Text

问题
I want to calculate the mean of all the values in selected columns in a dataframe. For example, I have a dataframe with columns A, B, C, D and E and I want the mean of all the values in columns A, C and E.
import pandas as pd
df1 = pd.DataFrame( ( {'A': [1,2,3,4,5],
'B': [10,20,30,40,50],
'C': [11,21,31,41,51],
'D': [12,22,32,42,52],
'E': [13,23,33,43,53]} ) )
print( df1 )
print( "Mean of df1:", df1.mean() )
df2 = pd.concat( [df1['A'], df1['C'], df1['E'] ], ignore_index=True )
print( df2 )
print( "Mean of df2:", df2.mean() )
df3 = pd.DataFrame()
df3 = pd.concat( [ df3, df1['A'] ], ignore_index=True )
df3 = pd.concat( [ df3, df1['C'] ], ignore_index=True )
df3 = pd.concat( [ df3, df1['E'] ], ignore_index=True )
print( df3 )
print( "Mean of df3:", df3.mean() )
df2 gets me the right answer, but I need to create a new dataframe to get it.
I though something like df1['A', 'C', 'E'].mean()

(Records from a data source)
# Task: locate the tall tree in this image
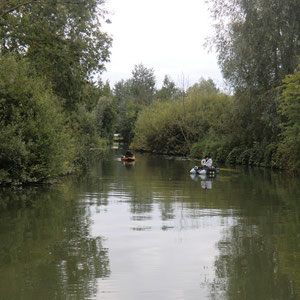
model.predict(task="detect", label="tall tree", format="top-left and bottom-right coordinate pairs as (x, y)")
top-left (210, 0), bottom-right (300, 91)
top-left (0, 0), bottom-right (111, 108)
top-left (155, 75), bottom-right (180, 100)
top-left (131, 64), bottom-right (155, 105)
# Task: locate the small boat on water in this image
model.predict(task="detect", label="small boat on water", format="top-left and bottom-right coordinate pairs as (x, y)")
top-left (121, 155), bottom-right (136, 161)
top-left (190, 166), bottom-right (220, 177)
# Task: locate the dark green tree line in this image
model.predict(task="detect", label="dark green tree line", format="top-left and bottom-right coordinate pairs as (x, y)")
top-left (0, 0), bottom-right (115, 183)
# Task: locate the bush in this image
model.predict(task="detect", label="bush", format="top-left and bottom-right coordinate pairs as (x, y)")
top-left (0, 56), bottom-right (74, 184)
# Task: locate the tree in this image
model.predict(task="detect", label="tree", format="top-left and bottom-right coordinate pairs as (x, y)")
top-left (210, 0), bottom-right (300, 91)
top-left (187, 77), bottom-right (220, 94)
top-left (0, 55), bottom-right (75, 184)
top-left (0, 0), bottom-right (111, 110)
top-left (131, 64), bottom-right (155, 105)
top-left (155, 75), bottom-right (180, 100)
top-left (278, 66), bottom-right (300, 170)
top-left (95, 96), bottom-right (117, 140)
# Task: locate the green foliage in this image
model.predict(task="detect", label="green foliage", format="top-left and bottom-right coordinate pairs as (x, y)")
top-left (0, 0), bottom-right (111, 110)
top-left (277, 66), bottom-right (300, 170)
top-left (210, 0), bottom-right (300, 91)
top-left (155, 75), bottom-right (180, 101)
top-left (130, 64), bottom-right (155, 105)
top-left (187, 77), bottom-right (220, 94)
top-left (94, 96), bottom-right (117, 140)
top-left (0, 56), bottom-right (74, 184)
top-left (132, 93), bottom-right (231, 155)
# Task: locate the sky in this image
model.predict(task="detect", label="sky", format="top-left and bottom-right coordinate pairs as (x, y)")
top-left (102, 0), bottom-right (223, 88)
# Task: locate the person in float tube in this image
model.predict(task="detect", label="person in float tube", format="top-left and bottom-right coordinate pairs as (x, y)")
top-left (201, 155), bottom-right (212, 169)
top-left (125, 149), bottom-right (133, 157)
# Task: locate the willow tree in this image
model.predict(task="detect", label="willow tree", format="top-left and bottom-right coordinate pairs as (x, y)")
top-left (210, 0), bottom-right (300, 145)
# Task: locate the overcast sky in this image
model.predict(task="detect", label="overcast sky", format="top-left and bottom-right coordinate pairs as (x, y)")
top-left (102, 0), bottom-right (223, 87)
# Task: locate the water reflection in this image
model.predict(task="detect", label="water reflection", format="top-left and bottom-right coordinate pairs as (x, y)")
top-left (0, 149), bottom-right (300, 300)
top-left (0, 188), bottom-right (110, 299)
top-left (190, 174), bottom-right (213, 190)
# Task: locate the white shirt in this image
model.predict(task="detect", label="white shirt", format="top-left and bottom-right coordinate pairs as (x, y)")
top-left (205, 158), bottom-right (212, 168)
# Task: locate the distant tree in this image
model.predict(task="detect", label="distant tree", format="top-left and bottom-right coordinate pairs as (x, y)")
top-left (95, 96), bottom-right (117, 140)
top-left (209, 0), bottom-right (300, 91)
top-left (0, 0), bottom-right (111, 110)
top-left (187, 77), bottom-right (220, 94)
top-left (155, 75), bottom-right (180, 100)
top-left (131, 64), bottom-right (155, 105)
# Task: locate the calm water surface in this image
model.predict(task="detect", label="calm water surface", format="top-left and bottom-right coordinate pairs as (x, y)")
top-left (0, 150), bottom-right (300, 300)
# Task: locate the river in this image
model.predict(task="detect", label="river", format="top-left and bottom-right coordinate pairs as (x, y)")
top-left (0, 149), bottom-right (300, 300)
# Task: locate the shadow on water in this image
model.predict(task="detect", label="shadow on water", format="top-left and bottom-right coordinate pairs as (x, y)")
top-left (0, 149), bottom-right (300, 299)
top-left (0, 185), bottom-right (110, 299)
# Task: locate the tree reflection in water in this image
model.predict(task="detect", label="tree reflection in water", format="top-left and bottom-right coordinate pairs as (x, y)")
top-left (0, 187), bottom-right (110, 299)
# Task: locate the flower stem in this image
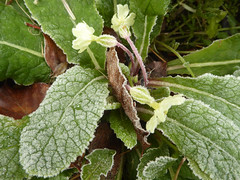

Brief 1
Do these statements agree with the pandas question? For each, answer yes or no and quote the words of the text that decide it.
(a) The example dataframe has five columns.
(b) The mean is wanted for the values in columns A, B and C.
(c) df2 produces the right answer.
Brief 2
Can you echo the listing, starting with its first line and going on through the line with "top-left (132, 93), bottom-right (231, 155)", both ends included, with the pictures left out?

Expected answer 1
(a) Yes: "I have a dataframe with columns A, B, C, D and E"
(b) No: "I want the mean of all the values in columns A, C and E"
(c) Yes: "df2 gets me the right answer"

Expected answer 2
# Task: locate the tall tree in this image
model.predict(task="detect", label="tall tree", format="top-left and bottom-right coordinate pairs as (x, y)")
top-left (210, 0), bottom-right (300, 91)
top-left (0, 0), bottom-right (111, 108)
top-left (155, 75), bottom-right (180, 100)
top-left (131, 64), bottom-right (155, 105)
# Task: locate the small boat on water in this image
model.predict(task="detect", label="small boat on water", format="top-left and bottom-right coordinate pairs as (x, y)")
top-left (121, 155), bottom-right (136, 161)
top-left (190, 166), bottom-right (220, 177)
# Task: locate the dark green tree line in this image
model.predict(task="detect", label="dark green tree line", format="top-left and bottom-right coordinate pairs as (x, y)")
top-left (0, 0), bottom-right (115, 183)
# Task: locate the bush in this image
model.predict(task="detect", label="bush", format="top-left and bottom-right coordinate pairs as (x, y)")
top-left (0, 56), bottom-right (74, 184)
# Task: locate the tree in this image
model.predict(task="detect", label="tree", format="top-left and bottom-right coordinate pairs as (x, y)")
top-left (210, 0), bottom-right (300, 91)
top-left (187, 77), bottom-right (220, 94)
top-left (0, 55), bottom-right (75, 184)
top-left (0, 0), bottom-right (111, 110)
top-left (131, 64), bottom-right (155, 105)
top-left (155, 75), bottom-right (180, 100)
top-left (278, 66), bottom-right (300, 170)
top-left (95, 96), bottom-right (117, 140)
# Task: locate the green foliage in this image
model.predict(task="detect", label="green foliage", format="top-left and bottom-right coordinate pairs as (x, y)")
top-left (0, 0), bottom-right (111, 110)
top-left (277, 66), bottom-right (300, 170)
top-left (210, 0), bottom-right (300, 91)
top-left (155, 75), bottom-right (180, 101)
top-left (130, 64), bottom-right (155, 105)
top-left (187, 77), bottom-right (220, 94)
top-left (94, 96), bottom-right (117, 140)
top-left (0, 56), bottom-right (74, 184)
top-left (132, 93), bottom-right (231, 155)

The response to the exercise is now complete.